▶ [PROMPT] Starting with the line that contains "Segment every instance of the adult" and going on through the line that contains "POLYGON ((0 77, 0", rewrite that part of the listing as a Markdown table with the columns Row and Line, numbering each line in order. Leave out blank lines and the picture.

------------------------------------------------------------

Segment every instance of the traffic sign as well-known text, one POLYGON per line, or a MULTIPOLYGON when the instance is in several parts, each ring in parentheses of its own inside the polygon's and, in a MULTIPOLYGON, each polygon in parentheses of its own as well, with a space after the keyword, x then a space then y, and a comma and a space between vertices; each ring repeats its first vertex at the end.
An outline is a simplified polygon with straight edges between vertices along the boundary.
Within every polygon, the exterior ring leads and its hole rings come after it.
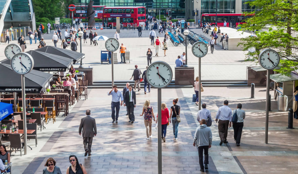
POLYGON ((73 12, 75 10, 75 6, 73 4, 71 4, 68 6, 68 10, 70 11, 73 12))

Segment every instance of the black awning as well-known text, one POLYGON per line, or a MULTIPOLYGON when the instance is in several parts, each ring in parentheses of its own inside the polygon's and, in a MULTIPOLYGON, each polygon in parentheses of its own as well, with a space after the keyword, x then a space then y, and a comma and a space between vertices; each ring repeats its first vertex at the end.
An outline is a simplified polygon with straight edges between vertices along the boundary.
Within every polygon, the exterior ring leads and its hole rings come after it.
MULTIPOLYGON (((10 65, 0 63, 0 92, 21 92, 21 75, 17 74, 10 65)), ((25 75, 26 93, 39 93, 49 86, 53 74, 33 70, 25 75)))
MULTIPOLYGON (((34 61, 33 69, 45 72, 66 71, 70 68, 73 59, 34 50, 26 52, 31 55, 34 61)), ((2 63, 10 65, 10 60, 2 63)))
POLYGON ((52 46, 46 46, 36 50, 72 59, 77 62, 85 57, 84 54, 52 46))

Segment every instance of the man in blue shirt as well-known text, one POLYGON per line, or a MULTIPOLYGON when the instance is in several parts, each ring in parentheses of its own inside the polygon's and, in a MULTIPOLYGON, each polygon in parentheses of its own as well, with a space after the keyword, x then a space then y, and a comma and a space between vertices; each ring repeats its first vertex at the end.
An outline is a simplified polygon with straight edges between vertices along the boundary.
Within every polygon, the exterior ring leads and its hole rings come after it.
POLYGON ((180 59, 180 56, 178 56, 178 58, 176 60, 176 61, 175 62, 175 63, 176 63, 176 67, 181 66, 183 64, 182 62, 182 60, 180 59))
POLYGON ((232 110, 229 107, 229 101, 226 100, 224 102, 224 105, 218 108, 218 110, 216 113, 215 121, 217 122, 218 121, 218 134, 221 138, 220 145, 223 143, 228 143, 226 137, 228 136, 228 127, 232 126, 232 110))
POLYGON ((111 108, 112 108, 112 119, 113 119, 112 123, 118 122, 118 117, 119 116, 119 111, 120 110, 120 106, 122 105, 123 103, 123 96, 121 91, 118 90, 118 88, 116 85, 114 85, 113 89, 111 90, 108 95, 112 95, 112 102, 111 103, 111 108), (119 100, 121 100, 121 103, 119 100), (116 115, 115 116, 115 108, 116 108, 116 115))

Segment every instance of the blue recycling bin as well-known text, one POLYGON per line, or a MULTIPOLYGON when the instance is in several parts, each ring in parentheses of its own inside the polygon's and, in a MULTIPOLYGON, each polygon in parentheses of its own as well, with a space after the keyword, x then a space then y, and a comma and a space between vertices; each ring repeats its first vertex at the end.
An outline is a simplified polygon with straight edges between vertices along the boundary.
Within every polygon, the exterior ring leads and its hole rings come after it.
POLYGON ((108 62, 108 53, 109 52, 107 51, 101 51, 101 53, 100 54, 100 61, 101 62, 102 64, 104 62, 108 62))

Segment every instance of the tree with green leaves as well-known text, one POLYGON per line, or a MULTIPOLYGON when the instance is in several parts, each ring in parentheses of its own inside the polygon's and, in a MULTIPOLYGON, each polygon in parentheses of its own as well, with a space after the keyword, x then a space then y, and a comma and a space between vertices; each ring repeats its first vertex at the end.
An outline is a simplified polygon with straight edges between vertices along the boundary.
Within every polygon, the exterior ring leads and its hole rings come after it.
MULTIPOLYGON (((246 3, 252 7, 259 7, 259 11, 240 25, 240 30, 254 32, 255 37, 241 39, 238 46, 243 51, 255 48, 255 52, 246 55, 257 60, 263 50, 270 48, 277 51, 281 60, 279 73, 287 74, 298 69, 298 0, 255 0, 246 3)), ((252 35, 251 36, 252 36, 252 35)))

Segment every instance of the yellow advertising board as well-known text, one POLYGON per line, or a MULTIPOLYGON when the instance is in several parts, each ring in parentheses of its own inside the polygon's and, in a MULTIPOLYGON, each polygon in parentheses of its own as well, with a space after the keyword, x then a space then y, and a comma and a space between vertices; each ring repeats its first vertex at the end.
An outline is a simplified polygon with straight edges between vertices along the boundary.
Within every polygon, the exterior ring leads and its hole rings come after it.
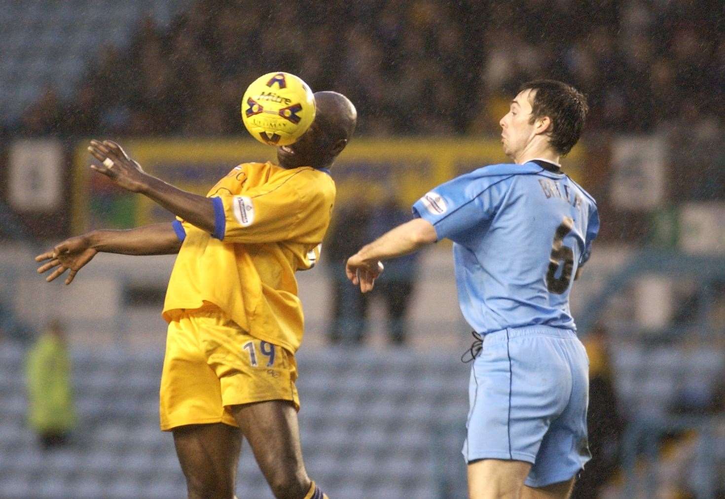
MULTIPOLYGON (((249 139, 163 139, 120 141, 144 170, 180 189, 204 194, 239 163, 275 160, 275 149, 249 139)), ((125 192, 88 168, 86 142, 74 157, 72 231, 128 228, 173 220, 144 196, 125 192)), ((575 180, 581 147, 566 160, 575 180)), ((394 198, 412 205, 431 188, 486 165, 507 161, 498 140, 488 138, 354 139, 333 166, 337 204, 353 198, 394 198)))

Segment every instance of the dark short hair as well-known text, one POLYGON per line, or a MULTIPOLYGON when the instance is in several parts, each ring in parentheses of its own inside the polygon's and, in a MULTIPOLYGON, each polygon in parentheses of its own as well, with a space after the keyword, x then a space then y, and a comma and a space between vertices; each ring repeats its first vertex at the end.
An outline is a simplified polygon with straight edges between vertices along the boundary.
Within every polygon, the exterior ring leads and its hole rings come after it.
POLYGON ((531 103, 531 123, 548 116, 552 121, 549 132, 551 145, 562 156, 574 147, 589 112, 587 98, 571 85, 556 80, 534 80, 521 86, 520 92, 535 90, 531 103))

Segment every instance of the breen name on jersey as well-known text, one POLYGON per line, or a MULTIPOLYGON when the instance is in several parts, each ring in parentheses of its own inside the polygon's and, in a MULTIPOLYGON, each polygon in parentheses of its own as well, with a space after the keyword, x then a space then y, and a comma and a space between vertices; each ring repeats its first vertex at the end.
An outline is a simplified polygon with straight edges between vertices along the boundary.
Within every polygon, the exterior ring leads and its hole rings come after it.
POLYGON ((569 294, 599 231, 594 199, 552 163, 493 165, 436 187, 413 214, 453 241, 464 317, 486 334, 576 329, 569 294))

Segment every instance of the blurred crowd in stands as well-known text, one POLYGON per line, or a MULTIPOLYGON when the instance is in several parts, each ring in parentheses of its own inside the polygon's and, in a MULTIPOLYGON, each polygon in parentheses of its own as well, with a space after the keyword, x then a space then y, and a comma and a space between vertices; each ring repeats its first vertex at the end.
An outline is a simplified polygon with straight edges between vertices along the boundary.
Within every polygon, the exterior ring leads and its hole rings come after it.
POLYGON ((349 96, 372 136, 495 133, 518 86, 548 77, 588 96, 590 131, 682 123, 710 140, 725 116, 718 4, 198 0, 169 28, 149 18, 129 46, 89 54, 73 97, 49 88, 20 131, 238 134, 244 88, 285 70, 349 96))

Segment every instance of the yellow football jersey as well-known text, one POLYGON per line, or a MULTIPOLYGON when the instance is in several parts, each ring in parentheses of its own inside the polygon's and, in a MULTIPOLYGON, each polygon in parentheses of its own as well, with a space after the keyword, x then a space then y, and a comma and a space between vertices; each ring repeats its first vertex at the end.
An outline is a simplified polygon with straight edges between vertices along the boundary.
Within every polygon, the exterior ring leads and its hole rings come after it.
POLYGON ((303 334, 294 272, 315 265, 335 200, 330 176, 271 162, 237 166, 207 194, 214 234, 174 222, 183 240, 162 316, 218 306, 249 334, 294 352, 303 334))

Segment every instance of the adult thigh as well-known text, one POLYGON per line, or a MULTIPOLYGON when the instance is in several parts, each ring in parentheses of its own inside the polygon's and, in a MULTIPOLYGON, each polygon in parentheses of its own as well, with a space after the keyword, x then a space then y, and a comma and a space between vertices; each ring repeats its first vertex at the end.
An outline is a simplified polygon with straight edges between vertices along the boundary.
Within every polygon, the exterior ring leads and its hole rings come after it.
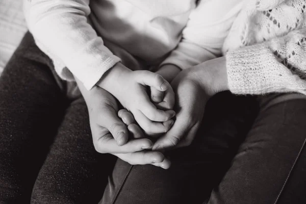
POLYGON ((169 169, 118 160, 100 203, 201 203, 228 168, 258 109, 253 98, 218 94, 207 104, 194 142, 169 152, 169 169))
POLYGON ((290 203, 304 203, 304 198, 299 199, 304 196, 305 186, 289 182, 306 182, 302 170, 306 164, 295 166, 301 158, 305 161, 300 153, 305 154, 306 97, 272 95, 260 100, 264 103, 259 115, 209 203, 286 203, 282 197, 290 203), (299 174, 304 181, 297 180, 299 174), (287 188, 289 184, 303 190, 294 195, 287 188))
POLYGON ((116 158, 95 151, 84 99, 66 111, 34 185, 32 203, 97 203, 116 158))
POLYGON ((0 77, 0 203, 29 203, 65 100, 27 33, 0 77))

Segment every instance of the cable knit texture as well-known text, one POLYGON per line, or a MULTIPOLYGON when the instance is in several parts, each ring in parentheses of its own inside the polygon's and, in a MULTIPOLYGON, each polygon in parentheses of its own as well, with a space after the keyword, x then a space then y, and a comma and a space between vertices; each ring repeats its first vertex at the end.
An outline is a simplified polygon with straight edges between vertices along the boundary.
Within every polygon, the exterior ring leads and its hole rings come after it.
POLYGON ((232 92, 306 94, 305 2, 245 1, 222 50, 232 92))

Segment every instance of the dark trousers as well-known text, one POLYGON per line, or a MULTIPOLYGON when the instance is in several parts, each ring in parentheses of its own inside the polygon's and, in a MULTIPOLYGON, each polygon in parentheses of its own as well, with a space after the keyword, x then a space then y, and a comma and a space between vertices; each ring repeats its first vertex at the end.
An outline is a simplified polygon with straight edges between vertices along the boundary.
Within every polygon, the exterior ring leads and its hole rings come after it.
POLYGON ((217 94, 166 170, 95 152, 71 87, 26 34, 0 77, 0 203, 306 203, 305 98, 217 94))

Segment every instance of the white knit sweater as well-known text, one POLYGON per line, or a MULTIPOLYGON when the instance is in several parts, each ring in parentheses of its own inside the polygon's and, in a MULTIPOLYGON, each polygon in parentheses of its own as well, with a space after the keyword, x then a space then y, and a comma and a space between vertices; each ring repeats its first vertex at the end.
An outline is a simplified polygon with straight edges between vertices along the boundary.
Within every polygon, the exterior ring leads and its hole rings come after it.
POLYGON ((305 1, 24 0, 30 31, 65 79, 71 71, 90 89, 120 60, 187 68, 223 44, 230 90, 242 94, 306 94, 305 1))
POLYGON ((305 0, 246 0, 223 51, 231 91, 306 94, 305 0))

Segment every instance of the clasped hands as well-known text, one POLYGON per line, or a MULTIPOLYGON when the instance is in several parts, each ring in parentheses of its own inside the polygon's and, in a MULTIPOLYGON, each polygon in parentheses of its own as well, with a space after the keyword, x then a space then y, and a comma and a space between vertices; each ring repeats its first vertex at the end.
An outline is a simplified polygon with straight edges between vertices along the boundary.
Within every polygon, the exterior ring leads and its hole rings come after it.
POLYGON ((90 100, 84 97, 96 150, 131 164, 168 168, 171 162, 162 152, 190 145, 207 101, 228 89, 225 62, 221 57, 184 70, 171 86, 148 71, 112 68, 99 82, 100 87, 91 91, 90 100), (118 102, 125 109, 119 111, 118 102))

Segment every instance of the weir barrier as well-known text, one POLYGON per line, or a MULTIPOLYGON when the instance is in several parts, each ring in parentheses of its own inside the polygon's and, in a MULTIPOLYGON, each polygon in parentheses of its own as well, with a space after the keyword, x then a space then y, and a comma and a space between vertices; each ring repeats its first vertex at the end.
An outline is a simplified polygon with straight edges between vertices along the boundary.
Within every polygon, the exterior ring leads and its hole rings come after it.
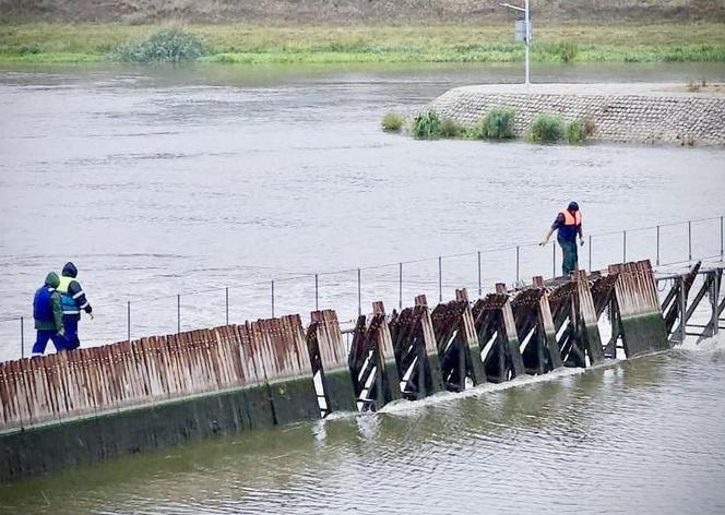
POLYGON ((705 297, 697 335, 717 334, 723 268, 663 275, 641 261, 475 301, 459 289, 432 309, 425 296, 390 314, 375 302, 348 350, 336 313, 320 310, 307 327, 292 314, 2 362, 0 480, 664 350, 691 334, 705 297))

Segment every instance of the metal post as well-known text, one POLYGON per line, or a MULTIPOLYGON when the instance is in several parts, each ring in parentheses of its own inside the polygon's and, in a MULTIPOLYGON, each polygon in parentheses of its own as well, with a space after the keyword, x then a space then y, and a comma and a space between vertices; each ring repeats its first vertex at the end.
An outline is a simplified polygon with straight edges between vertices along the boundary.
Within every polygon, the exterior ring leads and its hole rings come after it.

------------------------------------------------------------

▶ [SOLUTION BELOW]
| Row | Line |
|---|---|
| 1 | Segment every instance of the adult thigh as well-known text, one POLYGON per line, or a MULTIPOLYGON when the instance is in several parts, each ring in parentheses of its own inside the polygon's and, in a MULTIPOLYGON, each polygon in parentheses of its own as well, with a space after the keyword, x then a space then y, and a comma and a space between vertices; each ring repeats its first vertex at the end. |
| 2 | An outline is a simplified polygon with straight edges between vertices along the boundary. |
| 3 | Within every polygon, the exterior ring leads and its hole rings come after it. |
| 4 | POLYGON ((169 169, 118 160, 100 203, 201 203, 228 168, 258 109, 253 98, 218 94, 207 104, 194 142, 169 152, 169 169)) |
| 5 | POLYGON ((290 203, 304 203, 304 198, 299 199, 304 196, 305 186, 289 182, 306 182, 302 170, 306 164, 295 166, 301 158, 305 161, 300 153, 305 154, 306 97, 272 95, 260 100, 264 103, 259 115, 209 203, 286 203, 282 197, 290 203), (299 174, 304 181, 297 180, 299 174), (287 188, 289 184, 303 190, 294 195, 287 188)) |
| 6 | POLYGON ((116 158, 95 151, 84 99, 66 111, 34 185, 32 203, 97 203, 116 158)) |
| 7 | POLYGON ((0 77, 0 203, 29 203, 65 100, 27 33, 0 77)) |